## start Text extract

# TFH Magazine July 4th Subscription special



## RenationaL (Feb 24, 2008)

how much is TFH normally?


----------



## lauraleellbp (Feb 3, 2008)

The regular rate is $56/year, I think :icon_eek: Cheapest I can ever find it on discount sites is usually $22/year, so this is as good as I've ever found it by a little bit  

It's my favorite hobby magazine by far, though! :thumbsup:


----------



## bigstick120 (May 23, 2005)

WOW laura you have been getting ripped off!!! Regular price is 28.00

http://www.tfhmagazine.com/subscriptions/subscription-rates/


----------



## Rod Hay (Feb 11, 2006)

Just want to add: TFH is my favorite aquatic magazine. Great photos, two regular articles on planted tanks per month ( 1 by Rhonda Wilson & 1 by Takashi Amano!). Many other great articles about fish keeping; habitats; Q&As; invertebrates; etc., etc. I also like that it's a little larger format; good binding (not fold & staple); and thicker, glossy paper.

## end Text extract
## start Entries supplied

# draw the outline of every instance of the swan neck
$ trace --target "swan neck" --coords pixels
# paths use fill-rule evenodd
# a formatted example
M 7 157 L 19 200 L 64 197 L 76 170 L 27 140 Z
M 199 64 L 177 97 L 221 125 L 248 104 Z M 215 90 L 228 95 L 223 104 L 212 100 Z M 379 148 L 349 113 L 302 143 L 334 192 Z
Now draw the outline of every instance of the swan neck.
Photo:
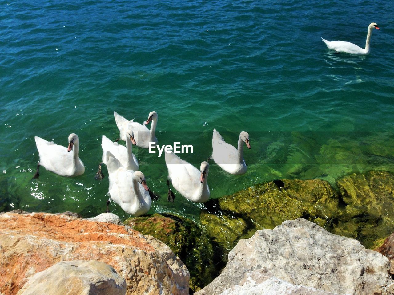
M 127 166 L 131 167 L 133 163 L 133 144 L 128 136 L 126 137 L 126 148 L 127 151 Z
M 237 159 L 238 162 L 237 164 L 242 163 L 243 159 L 243 141 L 240 136 L 238 139 L 238 148 L 237 149 L 238 151 L 238 155 Z
M 79 160 L 79 142 L 76 141 L 72 146 L 73 164 L 76 166 Z
M 142 201 L 142 196 L 141 195 L 141 192 L 139 191 L 139 188 L 138 187 L 138 182 L 133 178 L 133 192 L 134 195 L 138 198 L 138 201 L 141 203 Z
M 155 118 L 152 120 L 151 125 L 151 131 L 149 132 L 150 141 L 153 142 L 154 138 L 154 132 L 156 131 L 156 125 L 157 125 L 157 118 Z
M 373 30 L 373 27 L 370 27 L 368 28 L 368 33 L 367 34 L 367 40 L 365 41 L 365 52 L 367 53 L 369 52 L 370 48 L 369 44 L 371 41 L 371 36 L 372 35 L 372 30 Z

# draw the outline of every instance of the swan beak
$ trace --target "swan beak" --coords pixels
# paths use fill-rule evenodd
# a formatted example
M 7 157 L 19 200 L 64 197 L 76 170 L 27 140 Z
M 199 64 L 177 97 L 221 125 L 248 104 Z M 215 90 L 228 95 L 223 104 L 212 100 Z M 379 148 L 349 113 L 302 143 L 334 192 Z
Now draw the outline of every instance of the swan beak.
M 250 146 L 250 144 L 249 143 L 249 140 L 246 138 L 246 139 L 245 140 L 245 143 L 246 144 L 246 146 L 247 147 L 247 148 L 249 149 L 250 149 L 251 147 Z
M 67 151 L 69 153 L 71 151 L 71 150 L 72 149 L 72 146 L 74 145 L 74 143 L 72 142 L 70 142 L 69 144 L 69 147 L 67 148 Z
M 147 125 L 150 123 L 151 121 L 152 121 L 152 117 L 149 117 L 148 118 L 148 120 L 146 120 L 146 122 L 145 122 L 145 125 Z
M 145 190 L 147 192 L 149 192 L 149 188 L 148 187 L 148 186 L 147 185 L 147 183 L 145 180 L 143 181 L 141 183 L 141 184 L 142 184 L 142 186 L 144 187 L 144 188 L 145 189 Z
M 205 170 L 204 170 L 201 173 L 201 177 L 200 178 L 200 182 L 201 183 L 204 182 L 204 180 L 205 179 Z
M 131 140 L 132 143 L 133 144 L 134 146 L 137 145 L 137 143 L 136 142 L 135 140 L 134 139 L 134 137 L 132 136 L 130 136 L 130 140 Z

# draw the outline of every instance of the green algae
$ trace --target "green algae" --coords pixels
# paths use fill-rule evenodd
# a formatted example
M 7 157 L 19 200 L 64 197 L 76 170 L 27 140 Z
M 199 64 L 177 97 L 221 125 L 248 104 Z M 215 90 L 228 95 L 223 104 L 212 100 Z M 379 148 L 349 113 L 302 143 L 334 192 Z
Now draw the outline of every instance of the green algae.
M 171 249 L 190 273 L 192 292 L 210 283 L 224 266 L 220 249 L 195 223 L 187 218 L 156 214 L 151 216 L 130 218 L 123 223 L 143 234 L 152 236 Z

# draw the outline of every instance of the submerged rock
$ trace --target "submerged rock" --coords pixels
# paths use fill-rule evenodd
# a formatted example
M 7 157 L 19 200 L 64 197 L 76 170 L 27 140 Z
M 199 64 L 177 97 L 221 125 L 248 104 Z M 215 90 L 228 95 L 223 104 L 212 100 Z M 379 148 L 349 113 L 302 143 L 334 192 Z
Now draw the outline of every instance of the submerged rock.
M 33 276 L 17 295 L 125 295 L 126 281 L 111 266 L 91 260 L 61 261 Z
M 220 250 L 193 221 L 169 214 L 133 217 L 124 222 L 145 235 L 151 235 L 171 249 L 185 264 L 195 291 L 212 281 L 224 266 Z
M 241 238 L 286 220 L 307 218 L 322 226 L 336 218 L 338 199 L 327 181 L 278 180 L 211 200 L 200 214 L 215 240 L 229 251 Z
M 353 173 L 338 181 L 344 212 L 331 231 L 374 249 L 394 231 L 394 175 L 386 171 Z
M 186 295 L 189 272 L 168 247 L 124 226 L 48 213 L 0 215 L 0 293 L 14 295 L 32 276 L 61 260 L 113 267 L 126 294 Z
M 388 267 L 386 257 L 356 240 L 298 218 L 240 240 L 219 276 L 196 295 L 261 294 L 255 291 L 256 284 L 270 279 L 262 277 L 266 276 L 276 278 L 271 285 L 277 288 L 267 294 L 287 294 L 284 290 L 294 291 L 293 285 L 323 291 L 317 294 L 386 295 L 392 293 L 393 286 Z

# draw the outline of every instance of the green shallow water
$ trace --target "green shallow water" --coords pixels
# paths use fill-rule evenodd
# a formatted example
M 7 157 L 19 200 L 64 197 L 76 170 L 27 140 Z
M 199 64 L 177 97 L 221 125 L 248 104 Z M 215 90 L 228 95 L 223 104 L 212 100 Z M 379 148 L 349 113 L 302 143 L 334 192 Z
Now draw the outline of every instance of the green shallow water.
M 142 122 L 159 115 L 160 144 L 192 144 L 196 166 L 212 153 L 217 129 L 236 144 L 248 132 L 247 172 L 211 162 L 217 198 L 278 178 L 333 184 L 353 172 L 394 171 L 394 33 L 389 4 L 325 1 L 311 5 L 236 1 L 130 4 L 55 1 L 1 4 L 0 210 L 105 210 L 108 177 L 94 179 L 101 136 L 119 135 L 114 110 Z M 366 16 L 368 16 L 367 17 Z M 365 42 L 366 57 L 335 55 L 321 41 Z M 66 145 L 80 137 L 85 174 L 42 169 L 35 135 Z M 202 205 L 166 200 L 163 157 L 135 148 L 148 185 L 162 196 L 149 213 L 198 218 Z M 104 173 L 106 169 L 104 169 Z M 128 217 L 113 204 L 111 210 Z

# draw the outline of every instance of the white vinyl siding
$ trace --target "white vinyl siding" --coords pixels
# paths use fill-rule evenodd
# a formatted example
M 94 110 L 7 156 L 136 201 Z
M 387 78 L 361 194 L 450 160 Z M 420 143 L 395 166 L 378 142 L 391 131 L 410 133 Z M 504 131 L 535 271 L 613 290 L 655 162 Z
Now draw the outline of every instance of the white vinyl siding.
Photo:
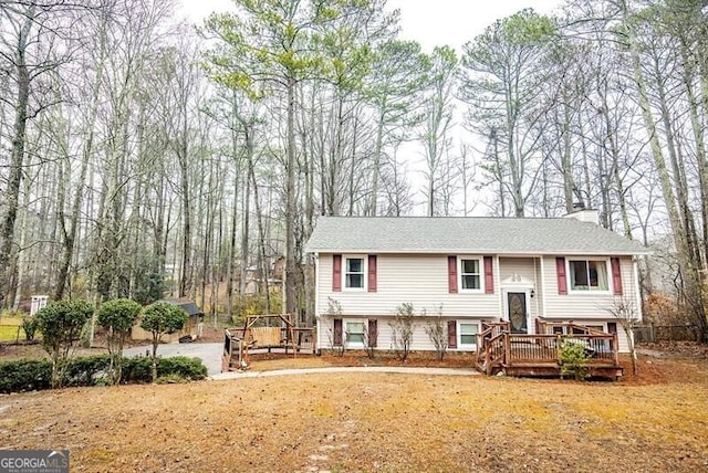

## end Entries supplied

Write out the TFH subscription thread again, starting with "The regular rate" and going on through "(May 23, 2005)", changing "discount sites" to "bargain websites".

◆ Result of the task ◆
The regular rate is $56/year, I think :icon_eek: Cheapest I can ever find it on bargain websites is usually $22/year, so this is as good as I've ever found it by a little bit  

It's my favorite hobby magazine by far, though! :thumbsup:


----------



## bigstick120 (May 23, 2005)